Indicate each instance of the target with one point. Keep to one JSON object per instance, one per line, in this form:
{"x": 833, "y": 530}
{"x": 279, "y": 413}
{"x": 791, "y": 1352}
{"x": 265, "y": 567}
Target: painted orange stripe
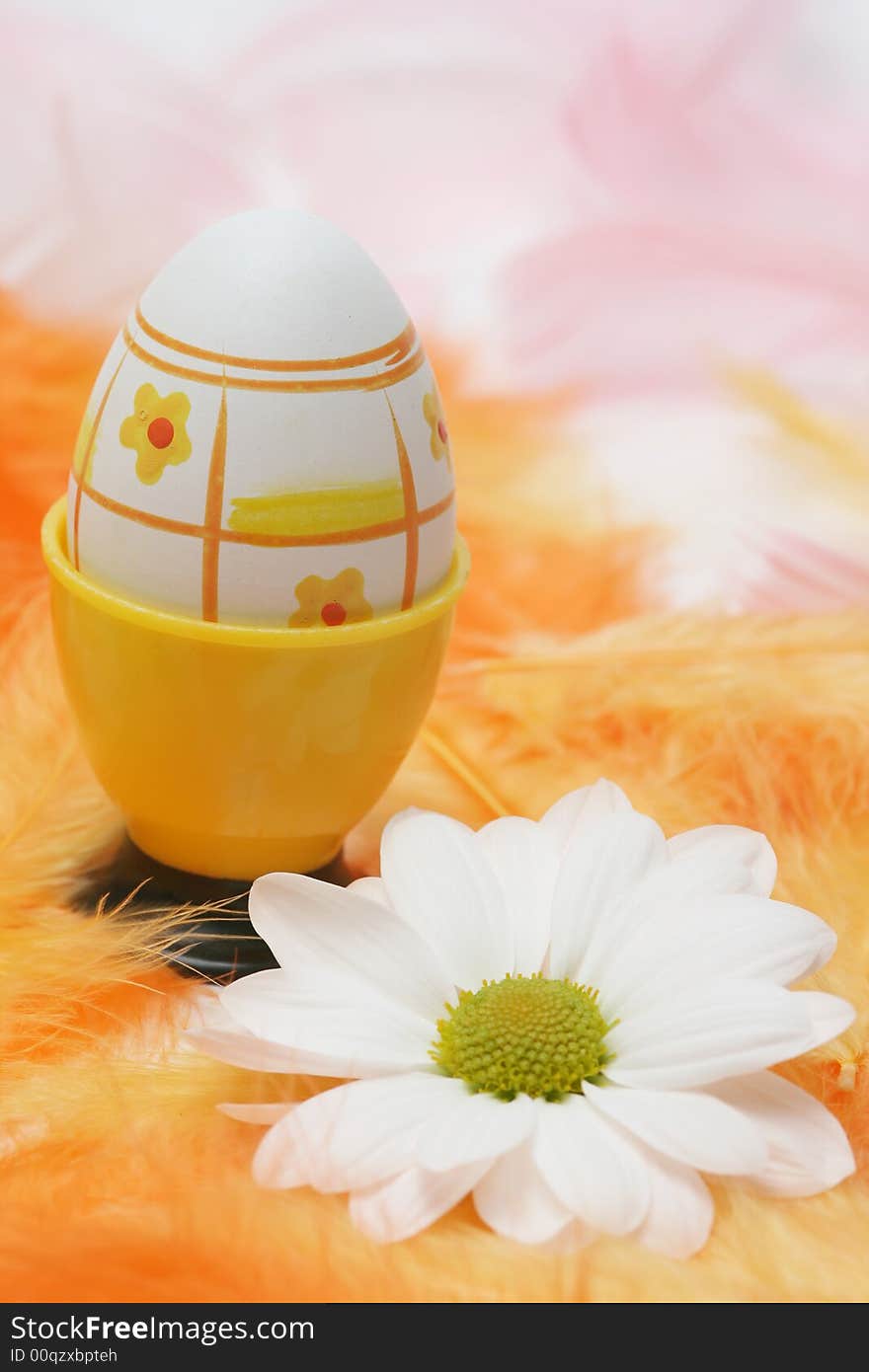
{"x": 249, "y": 383}
{"x": 228, "y": 535}
{"x": 389, "y": 352}
{"x": 85, "y": 458}
{"x": 411, "y": 513}
{"x": 213, "y": 514}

━━━━

§ **The exercise**:
Write the lines above out again exactly, without any of their pictures.

§ **Complete answer**:
Indicate each instance of the target with one point. Keep to one JSON object per instance, one per line, in this form:
{"x": 833, "y": 530}
{"x": 279, "y": 413}
{"x": 791, "y": 1352}
{"x": 265, "y": 567}
Target: painted orange stripe
{"x": 249, "y": 383}
{"x": 228, "y": 535}
{"x": 389, "y": 352}
{"x": 85, "y": 458}
{"x": 411, "y": 513}
{"x": 213, "y": 514}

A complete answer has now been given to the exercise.